From the data below, copy out every line in which the word "storm" occurs.

┌─ Exercise input

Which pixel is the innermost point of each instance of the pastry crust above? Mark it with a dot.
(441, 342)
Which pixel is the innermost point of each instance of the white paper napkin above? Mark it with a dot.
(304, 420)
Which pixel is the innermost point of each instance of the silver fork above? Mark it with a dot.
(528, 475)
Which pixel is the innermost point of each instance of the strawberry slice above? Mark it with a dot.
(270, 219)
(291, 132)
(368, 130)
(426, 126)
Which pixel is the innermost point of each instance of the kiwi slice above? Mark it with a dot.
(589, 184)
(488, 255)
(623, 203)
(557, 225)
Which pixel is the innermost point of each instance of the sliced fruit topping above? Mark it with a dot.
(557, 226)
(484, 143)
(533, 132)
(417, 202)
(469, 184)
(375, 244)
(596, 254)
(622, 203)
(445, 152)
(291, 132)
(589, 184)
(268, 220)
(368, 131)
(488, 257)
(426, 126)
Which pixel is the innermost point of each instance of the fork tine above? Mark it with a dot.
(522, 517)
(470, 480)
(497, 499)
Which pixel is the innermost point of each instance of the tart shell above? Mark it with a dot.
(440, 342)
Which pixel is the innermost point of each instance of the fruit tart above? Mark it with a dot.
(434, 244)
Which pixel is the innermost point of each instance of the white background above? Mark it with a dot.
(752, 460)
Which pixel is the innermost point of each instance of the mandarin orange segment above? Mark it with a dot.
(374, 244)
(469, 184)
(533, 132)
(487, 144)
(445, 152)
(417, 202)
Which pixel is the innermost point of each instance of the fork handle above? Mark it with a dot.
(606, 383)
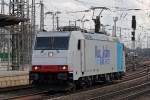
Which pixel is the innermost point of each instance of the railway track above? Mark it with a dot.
(36, 94)
(132, 81)
(125, 94)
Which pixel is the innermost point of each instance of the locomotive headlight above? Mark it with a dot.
(64, 68)
(50, 54)
(36, 67)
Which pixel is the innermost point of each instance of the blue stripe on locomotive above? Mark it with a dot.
(119, 56)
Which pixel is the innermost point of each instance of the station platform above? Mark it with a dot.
(13, 78)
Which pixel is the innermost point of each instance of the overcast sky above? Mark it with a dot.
(142, 16)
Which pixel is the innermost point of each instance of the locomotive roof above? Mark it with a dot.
(78, 34)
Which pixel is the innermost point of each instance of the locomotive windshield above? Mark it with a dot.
(52, 43)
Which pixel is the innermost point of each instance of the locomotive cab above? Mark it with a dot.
(52, 56)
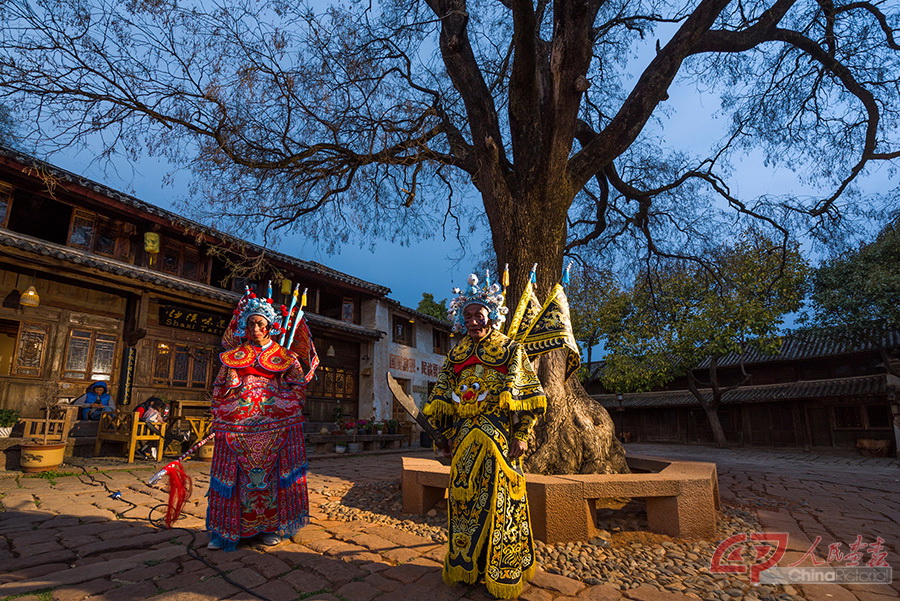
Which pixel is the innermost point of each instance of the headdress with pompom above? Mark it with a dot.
(489, 296)
(252, 304)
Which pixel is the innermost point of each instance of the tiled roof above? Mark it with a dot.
(444, 323)
(187, 224)
(155, 278)
(112, 266)
(876, 385)
(794, 346)
(320, 321)
(802, 345)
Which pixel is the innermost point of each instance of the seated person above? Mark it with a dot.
(155, 411)
(96, 401)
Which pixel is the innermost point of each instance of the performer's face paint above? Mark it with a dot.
(257, 329)
(477, 323)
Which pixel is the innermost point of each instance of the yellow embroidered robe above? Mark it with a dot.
(487, 393)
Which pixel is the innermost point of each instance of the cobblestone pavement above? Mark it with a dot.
(65, 539)
(809, 495)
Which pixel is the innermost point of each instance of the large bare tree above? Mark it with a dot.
(365, 119)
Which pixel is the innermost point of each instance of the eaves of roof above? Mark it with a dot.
(835, 388)
(187, 224)
(140, 275)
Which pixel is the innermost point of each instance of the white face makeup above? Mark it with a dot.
(477, 323)
(257, 329)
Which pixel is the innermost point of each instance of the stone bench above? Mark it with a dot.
(682, 496)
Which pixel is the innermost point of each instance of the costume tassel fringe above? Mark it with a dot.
(290, 479)
(530, 404)
(180, 486)
(509, 591)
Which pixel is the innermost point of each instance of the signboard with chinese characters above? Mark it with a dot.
(402, 363)
(431, 369)
(197, 321)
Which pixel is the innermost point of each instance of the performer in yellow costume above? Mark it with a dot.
(485, 402)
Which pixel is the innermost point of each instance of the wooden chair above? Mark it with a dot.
(199, 426)
(53, 428)
(126, 427)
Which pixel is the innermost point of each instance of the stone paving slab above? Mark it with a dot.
(65, 539)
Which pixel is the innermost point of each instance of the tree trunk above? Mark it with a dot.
(710, 407)
(712, 414)
(576, 436)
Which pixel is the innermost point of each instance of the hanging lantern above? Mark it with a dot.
(151, 246)
(30, 298)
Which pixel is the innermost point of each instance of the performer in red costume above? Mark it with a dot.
(258, 474)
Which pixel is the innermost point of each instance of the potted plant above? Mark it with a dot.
(8, 419)
(46, 452)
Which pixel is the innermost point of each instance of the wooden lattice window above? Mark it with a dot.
(89, 355)
(6, 193)
(182, 366)
(31, 350)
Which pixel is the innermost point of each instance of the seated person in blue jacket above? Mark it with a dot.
(96, 401)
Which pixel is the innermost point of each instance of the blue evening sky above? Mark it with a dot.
(436, 265)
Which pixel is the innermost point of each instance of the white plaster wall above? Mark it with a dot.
(408, 361)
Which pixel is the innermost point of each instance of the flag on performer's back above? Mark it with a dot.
(551, 329)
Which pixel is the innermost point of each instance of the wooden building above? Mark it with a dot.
(815, 394)
(132, 294)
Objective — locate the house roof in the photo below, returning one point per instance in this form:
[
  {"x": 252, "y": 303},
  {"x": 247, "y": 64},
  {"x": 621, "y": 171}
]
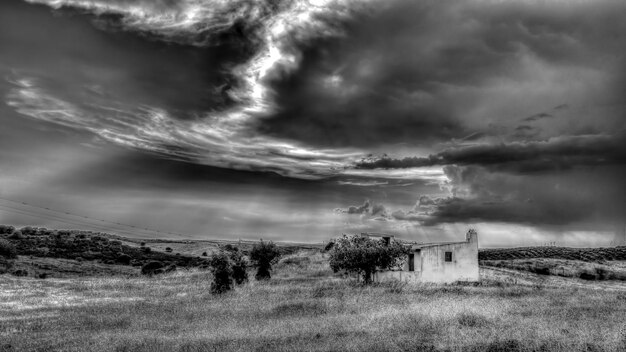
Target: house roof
[{"x": 434, "y": 244}]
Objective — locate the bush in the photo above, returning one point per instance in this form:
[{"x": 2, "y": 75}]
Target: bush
[
  {"x": 363, "y": 255},
  {"x": 17, "y": 235},
  {"x": 240, "y": 266},
  {"x": 28, "y": 231},
  {"x": 6, "y": 229},
  {"x": 124, "y": 259},
  {"x": 264, "y": 255},
  {"x": 230, "y": 248},
  {"x": 150, "y": 268},
  {"x": 20, "y": 273},
  {"x": 221, "y": 268},
  {"x": 7, "y": 250}
]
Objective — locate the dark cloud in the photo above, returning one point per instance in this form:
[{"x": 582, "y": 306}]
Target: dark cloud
[
  {"x": 563, "y": 198},
  {"x": 536, "y": 117},
  {"x": 556, "y": 153},
  {"x": 425, "y": 72},
  {"x": 571, "y": 199},
  {"x": 367, "y": 210}
]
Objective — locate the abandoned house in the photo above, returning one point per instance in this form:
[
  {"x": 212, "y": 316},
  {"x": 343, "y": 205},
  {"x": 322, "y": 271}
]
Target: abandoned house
[{"x": 436, "y": 262}]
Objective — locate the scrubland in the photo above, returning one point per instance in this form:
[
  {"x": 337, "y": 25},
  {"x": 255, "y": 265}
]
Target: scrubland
[{"x": 305, "y": 307}]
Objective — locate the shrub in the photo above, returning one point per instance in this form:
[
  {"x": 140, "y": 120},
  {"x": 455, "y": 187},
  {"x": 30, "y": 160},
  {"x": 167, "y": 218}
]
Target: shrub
[
  {"x": 363, "y": 255},
  {"x": 150, "y": 268},
  {"x": 28, "y": 231},
  {"x": 239, "y": 265},
  {"x": 124, "y": 259},
  {"x": 17, "y": 235},
  {"x": 222, "y": 270},
  {"x": 264, "y": 255},
  {"x": 7, "y": 250},
  {"x": 230, "y": 248},
  {"x": 6, "y": 229},
  {"x": 20, "y": 273}
]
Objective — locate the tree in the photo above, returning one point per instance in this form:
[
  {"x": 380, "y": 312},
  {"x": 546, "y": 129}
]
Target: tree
[
  {"x": 239, "y": 265},
  {"x": 364, "y": 256},
  {"x": 7, "y": 249},
  {"x": 6, "y": 229},
  {"x": 264, "y": 255},
  {"x": 222, "y": 270},
  {"x": 7, "y": 253}
]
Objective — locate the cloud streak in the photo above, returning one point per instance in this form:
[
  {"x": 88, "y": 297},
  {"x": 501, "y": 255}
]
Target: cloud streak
[{"x": 556, "y": 153}]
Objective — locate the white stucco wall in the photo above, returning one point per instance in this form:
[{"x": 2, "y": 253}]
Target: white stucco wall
[{"x": 434, "y": 268}]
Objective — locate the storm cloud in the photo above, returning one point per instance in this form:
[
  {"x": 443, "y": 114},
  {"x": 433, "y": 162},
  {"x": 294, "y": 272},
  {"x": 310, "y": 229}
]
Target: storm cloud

└─

__Exercise output__.
Objective — locate the storm cloud in the photo above, returning one point per instance in this form:
Target: storm cloud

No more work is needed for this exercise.